◆ WHAT THE EXERCISE ASKS ◆
Your task is to output the entries below word for word.
###
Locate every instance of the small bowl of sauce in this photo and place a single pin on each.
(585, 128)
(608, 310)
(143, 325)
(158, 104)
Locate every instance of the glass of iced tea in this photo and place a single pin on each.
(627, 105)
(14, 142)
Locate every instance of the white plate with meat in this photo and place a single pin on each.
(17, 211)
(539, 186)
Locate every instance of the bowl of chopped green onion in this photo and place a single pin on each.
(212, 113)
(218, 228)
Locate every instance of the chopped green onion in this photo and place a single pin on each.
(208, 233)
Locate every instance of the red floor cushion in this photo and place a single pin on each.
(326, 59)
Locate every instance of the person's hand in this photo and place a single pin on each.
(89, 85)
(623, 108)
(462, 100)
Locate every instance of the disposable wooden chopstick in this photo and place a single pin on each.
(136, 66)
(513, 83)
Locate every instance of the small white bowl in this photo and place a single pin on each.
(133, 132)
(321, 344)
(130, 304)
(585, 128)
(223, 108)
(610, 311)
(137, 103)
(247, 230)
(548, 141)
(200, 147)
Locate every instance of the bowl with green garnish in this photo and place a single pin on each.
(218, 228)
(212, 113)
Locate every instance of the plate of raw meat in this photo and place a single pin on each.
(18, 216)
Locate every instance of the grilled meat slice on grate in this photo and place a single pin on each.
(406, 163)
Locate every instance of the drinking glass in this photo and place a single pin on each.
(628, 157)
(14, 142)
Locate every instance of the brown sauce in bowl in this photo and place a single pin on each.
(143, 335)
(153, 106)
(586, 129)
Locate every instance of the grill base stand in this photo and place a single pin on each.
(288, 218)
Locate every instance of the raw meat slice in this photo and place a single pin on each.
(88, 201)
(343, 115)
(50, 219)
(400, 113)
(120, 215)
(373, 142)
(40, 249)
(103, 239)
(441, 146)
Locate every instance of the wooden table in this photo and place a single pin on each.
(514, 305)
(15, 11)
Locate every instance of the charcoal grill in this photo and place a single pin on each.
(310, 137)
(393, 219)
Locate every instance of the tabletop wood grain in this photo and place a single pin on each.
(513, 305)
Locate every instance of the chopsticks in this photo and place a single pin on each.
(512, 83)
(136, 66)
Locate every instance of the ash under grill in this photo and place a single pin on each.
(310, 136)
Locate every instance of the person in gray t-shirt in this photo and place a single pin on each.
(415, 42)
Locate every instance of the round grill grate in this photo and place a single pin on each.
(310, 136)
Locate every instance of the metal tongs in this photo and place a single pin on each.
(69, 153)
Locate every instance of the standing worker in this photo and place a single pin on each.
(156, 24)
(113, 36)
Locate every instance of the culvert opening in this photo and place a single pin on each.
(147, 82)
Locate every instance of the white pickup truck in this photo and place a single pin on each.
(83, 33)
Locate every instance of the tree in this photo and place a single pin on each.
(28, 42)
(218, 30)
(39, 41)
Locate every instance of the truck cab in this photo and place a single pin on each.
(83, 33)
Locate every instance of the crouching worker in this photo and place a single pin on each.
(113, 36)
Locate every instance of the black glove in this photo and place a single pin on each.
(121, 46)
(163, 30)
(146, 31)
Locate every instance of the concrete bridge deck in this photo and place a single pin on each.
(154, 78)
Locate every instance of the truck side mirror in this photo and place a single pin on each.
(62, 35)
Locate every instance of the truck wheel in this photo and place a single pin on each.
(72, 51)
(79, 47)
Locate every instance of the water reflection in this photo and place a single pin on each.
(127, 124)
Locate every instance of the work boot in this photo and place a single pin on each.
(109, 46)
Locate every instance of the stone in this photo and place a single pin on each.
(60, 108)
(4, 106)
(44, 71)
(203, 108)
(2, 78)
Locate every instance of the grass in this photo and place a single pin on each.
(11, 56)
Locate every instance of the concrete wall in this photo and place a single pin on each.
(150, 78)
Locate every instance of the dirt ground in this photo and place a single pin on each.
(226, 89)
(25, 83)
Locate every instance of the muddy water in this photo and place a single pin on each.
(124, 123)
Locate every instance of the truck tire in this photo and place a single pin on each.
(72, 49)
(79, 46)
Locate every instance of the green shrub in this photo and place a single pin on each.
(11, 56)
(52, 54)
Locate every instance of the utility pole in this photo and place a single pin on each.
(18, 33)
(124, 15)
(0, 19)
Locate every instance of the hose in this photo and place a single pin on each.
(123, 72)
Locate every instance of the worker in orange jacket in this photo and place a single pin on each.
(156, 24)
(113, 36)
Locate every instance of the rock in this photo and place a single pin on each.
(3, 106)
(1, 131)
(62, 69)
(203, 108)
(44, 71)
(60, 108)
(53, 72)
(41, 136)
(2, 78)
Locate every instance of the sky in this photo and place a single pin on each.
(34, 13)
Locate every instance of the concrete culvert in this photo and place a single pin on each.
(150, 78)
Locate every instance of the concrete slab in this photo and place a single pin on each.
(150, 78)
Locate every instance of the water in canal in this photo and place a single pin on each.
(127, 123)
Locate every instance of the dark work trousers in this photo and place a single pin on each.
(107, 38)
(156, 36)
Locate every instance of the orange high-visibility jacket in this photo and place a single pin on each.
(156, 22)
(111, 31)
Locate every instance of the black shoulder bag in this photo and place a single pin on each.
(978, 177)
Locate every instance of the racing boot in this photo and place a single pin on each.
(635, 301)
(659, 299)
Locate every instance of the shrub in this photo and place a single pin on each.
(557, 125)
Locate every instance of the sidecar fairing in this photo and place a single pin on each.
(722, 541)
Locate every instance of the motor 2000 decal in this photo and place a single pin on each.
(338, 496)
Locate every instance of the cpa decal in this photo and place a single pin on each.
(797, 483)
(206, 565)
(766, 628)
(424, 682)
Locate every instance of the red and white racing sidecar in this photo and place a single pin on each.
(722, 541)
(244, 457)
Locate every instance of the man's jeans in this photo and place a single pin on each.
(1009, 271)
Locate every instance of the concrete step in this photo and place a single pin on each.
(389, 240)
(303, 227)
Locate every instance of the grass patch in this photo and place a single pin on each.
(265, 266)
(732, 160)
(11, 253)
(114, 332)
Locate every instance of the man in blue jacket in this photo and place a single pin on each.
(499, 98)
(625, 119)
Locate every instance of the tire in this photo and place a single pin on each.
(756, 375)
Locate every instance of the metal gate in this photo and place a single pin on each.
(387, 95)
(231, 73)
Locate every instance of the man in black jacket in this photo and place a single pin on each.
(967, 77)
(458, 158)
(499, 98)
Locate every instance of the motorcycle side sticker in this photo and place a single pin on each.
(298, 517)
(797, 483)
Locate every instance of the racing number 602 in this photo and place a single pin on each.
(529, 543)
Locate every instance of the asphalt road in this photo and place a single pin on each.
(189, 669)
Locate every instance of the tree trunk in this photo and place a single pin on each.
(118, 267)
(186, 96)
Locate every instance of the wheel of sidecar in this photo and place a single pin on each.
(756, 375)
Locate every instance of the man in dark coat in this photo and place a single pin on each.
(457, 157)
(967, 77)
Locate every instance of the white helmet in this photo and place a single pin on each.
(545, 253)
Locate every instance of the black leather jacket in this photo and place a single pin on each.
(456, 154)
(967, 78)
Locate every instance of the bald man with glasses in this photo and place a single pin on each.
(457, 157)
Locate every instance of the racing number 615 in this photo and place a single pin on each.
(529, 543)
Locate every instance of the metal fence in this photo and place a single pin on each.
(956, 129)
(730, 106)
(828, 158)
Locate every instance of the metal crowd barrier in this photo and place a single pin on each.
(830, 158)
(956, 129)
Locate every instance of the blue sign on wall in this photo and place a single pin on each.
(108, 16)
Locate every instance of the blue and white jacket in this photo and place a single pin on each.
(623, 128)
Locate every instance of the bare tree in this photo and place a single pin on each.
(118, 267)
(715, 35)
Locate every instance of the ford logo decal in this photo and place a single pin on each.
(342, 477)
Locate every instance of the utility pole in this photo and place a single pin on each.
###
◆ SOLVED PROBLEM ◆
Locate every instance of the small bowl of sauce in this photo and place a single pin on each.
(585, 128)
(608, 310)
(143, 325)
(158, 104)
Locate every instance of the glass of iced tea in this photo and place a single pin on each.
(627, 105)
(14, 142)
Locate every instance of the white plate with meat in this photo and place a single pin on each.
(17, 211)
(539, 186)
Locate every instance of the bowl of chopped green onion in this photo and place a single pin on each.
(212, 113)
(218, 228)
Locate every instance of the chopped green onion in this photo and place a single pin on each.
(208, 233)
Locate every instance of the red floor cushion in this photo and place a single pin on each.
(326, 59)
Locate every instance of the person's hand in this photo and place a single pin on each.
(89, 85)
(623, 108)
(462, 100)
Locate every instance of the disposable wooden chopstick in this photo and place a single pin on each.
(136, 66)
(513, 83)
Locate every instance of the small white bowl in this photo and place a single pin on each.
(133, 132)
(321, 344)
(130, 304)
(585, 128)
(223, 108)
(610, 311)
(137, 103)
(247, 230)
(548, 141)
(200, 147)
Locate every instance of the bowl with green garnish in this photo and place a single pin on each.
(218, 228)
(212, 113)
Locate every instance of the plate of raw meat in this photo and place a single pin on each.
(18, 216)
Locate every instance of the grilled meat slice on grate in this photo and place a single pin on each.
(406, 163)
Locate every instance of the drinking glass in this photo and place a single pin on each.
(628, 157)
(14, 142)
Locate every instance of the brown sauce in bowl in this photo and place a single pin on each.
(143, 335)
(153, 106)
(586, 129)
Locate every instance of the grill base stand in this photo and place a single pin on each.
(288, 218)
Locate every instance of the raw meat slice in this photo and place a single pin on each.
(88, 201)
(343, 115)
(50, 219)
(400, 113)
(120, 215)
(373, 142)
(40, 249)
(103, 239)
(441, 146)
Locate every instance of the wooden table in this photo and place a single pin on each.
(514, 305)
(15, 11)
Locate every instance of the charcoal grill in this photo and place a single pin on each.
(310, 137)
(393, 219)
Locate every instance of the tabletop wood grain in this photo and place a single pin on each.
(513, 305)
Locate every instance of the chopsticks in this photo and place a single pin on each.
(512, 83)
(136, 66)
Locate every instance of the ash under grill in this photo and place a single pin on each.
(310, 136)
Locate every instance of the person in gray t-shirt in this photo and place a single pin on each.
(415, 42)
Locate every instance of the round grill grate in this photo and place a single pin on each.
(310, 136)
Locate every instance of the metal tongs in this photo and place a single pin on each.
(69, 153)
Locate every instance of the standing worker in this photo and place a single pin on each.
(156, 24)
(113, 36)
Locate every instance of the culvert opening in this photo and place a single pin on each.
(147, 82)
Locate every instance of the white pickup truck in this photo and place a single pin on each.
(83, 33)
Locate every instance of the tree in this photo and place a single pin on each.
(28, 42)
(218, 30)
(39, 41)
Locate every instance of the truck cab in this photo and place a single pin on each.
(83, 33)
Locate every instance of the crouching worker in this photo and place a single pin on each.
(113, 36)
Locate every instance of the black glove in this photo and place a single pin on each.
(121, 46)
(163, 30)
(146, 31)
Locate every instance of the concrete bridge deck in this photo and place a single pin on each.
(154, 78)
Locate every instance of the truck side mirror in this photo and place a single pin on each.
(62, 35)
Locate every instance of the truck wheel in this photo and place a single pin on each.
(72, 51)
(79, 47)
Locate every instance of the water reflection in this photo and place a single pin on each.
(127, 124)
Locate every instance of the work boot in this photo and place a single pin on each.
(109, 46)
Locate every instance of the stone in this photo and place a single pin on each.
(60, 108)
(4, 106)
(44, 71)
(203, 108)
(2, 78)
Locate every instance of the grass in this photo and place a single pin on each.
(11, 56)
Locate every instance of the concrete wall in this photo and place a single pin on each.
(150, 78)
Locate every instance of the dirt ground in this photo and place a single pin on each.
(226, 89)
(25, 83)
Locate every instance of the muddy water in this photo and place a single pin on each.
(124, 123)
Locate every instance of the truck tire in this photo and place a single pin on each.
(72, 49)
(79, 46)
Locate every instance of the green shrub in this photo and place a single pin on each.
(11, 56)
(52, 54)
Locate every instance of the utility pole in this photo and place a single pin on each.
(18, 33)
(124, 15)
(0, 19)
Locate every instance of the hose in this photo and place a single pin on each.
(123, 72)
Locate every instance of the worker in orange jacket in this photo and place a single pin on each.
(156, 24)
(113, 36)
Locate every instance of the rock in this photo and place a single pin on each.
(3, 106)
(1, 131)
(62, 69)
(203, 108)
(44, 71)
(60, 108)
(53, 72)
(41, 136)
(2, 78)
Locate every instance of the sky in this photo and place a single pin on each.
(34, 13)
Locate every instance of the concrete culvert in this photo and place a single pin on each.
(150, 78)
Locate every instance of the concrete slab in this photo and place a single pin on each.
(150, 78)
Locate every instance of the water in canal in this photo and place a single pin on each.
(127, 123)
Locate every instance of the dark work trousers in this photo and place a single pin on each.
(107, 38)
(156, 36)
Locate every instance of the orange high-visibility jacket in this photo and place a single pin on each.
(156, 22)
(111, 31)
Locate every instance of the black shoulder bag in this photo and place a single pin on each.
(978, 177)
Locate every instance of the racing boot in this photo and place a single pin on each.
(635, 301)
(659, 299)
Locate every instance of the shrub in this photo and place a single pin on each.
(557, 125)
Locate every instance of the sidecar fairing in this photo and place a single pin on each.
(722, 541)
Locate every instance of the motor 2000 decal in this photo and place a single pin on each.
(338, 496)
Locate every instance of the cpa decal in this photo and place a single pin on each.
(797, 483)
(206, 565)
(766, 628)
(424, 682)
Locate every instance of the red and white racing sidecar in this photo and place a single pin on each.
(722, 541)
(244, 457)
Locate every instance of the man's jeans in this photo and place a single pin on each.
(1009, 271)
Locate every instance of the concrete step in this photo and place a single pin on each.
(389, 240)
(303, 227)
Locate every instance of the grass patch in this photo and place a single pin on each.
(265, 266)
(732, 160)
(11, 253)
(114, 332)
Locate every instance of the man in blue jacket in this photo and place a single pin on each.
(499, 98)
(625, 119)
Locate every instance of the tire in this photo and place a single pin on each.
(756, 375)
Locate every instance of the metal gate in this photo and place a single pin on each.
(387, 95)
(231, 73)
Locate every instance of the man in black jacket in this photo and place a single pin on each.
(967, 77)
(458, 158)
(499, 98)
Locate every instance of the motorcycle side sticker in this photo and place a single pin on each.
(298, 517)
(797, 483)
Locate every instance of the racing number 602 in this photo and place a single pin on each.
(529, 543)
Locate every instance of the asphalt road in this photo and place a single pin on each.
(189, 669)
Locate every instance of the tree trunk in this photo and place a single pin on each.
(118, 267)
(186, 96)
Locate every instance of the wheel of sidecar in this photo and place a single pin on each.
(756, 375)
Locate every instance of the man in dark coat in this photo and place a single pin on each.
(457, 157)
(967, 77)
Locate every instance of the white helmet in this photo and place a single pin on each.
(545, 253)
Locate every instance of the black leather jacket in this photo and place a single pin on each.
(456, 154)
(967, 78)
Locate every instance of the bald man with glasses in this photo and place a single pin on each.
(457, 157)
Locate every instance of the racing number 615 in this photo and place a single pin on each.
(529, 543)
Locate every instance of the metal fence in this photo and place a single pin on each.
(956, 129)
(730, 106)
(828, 158)
Locate every instance of the metal crowd barrier in this photo and place a single pin on each.
(830, 158)
(956, 129)
Locate every instance of the blue sign on wall in this photo and place a single pin on each.
(108, 16)
Locate every instance of the blue and white jacket in this photo and place a single pin on each.
(623, 128)
Locate every instance of the bare tree in this photo and place a single pin on each.
(118, 267)
(715, 35)
Locate every instance of the ford logo decal in this photo and place a single pin on each.
(342, 477)
Locate every instance of the utility pole in this photo and place a single pin on each.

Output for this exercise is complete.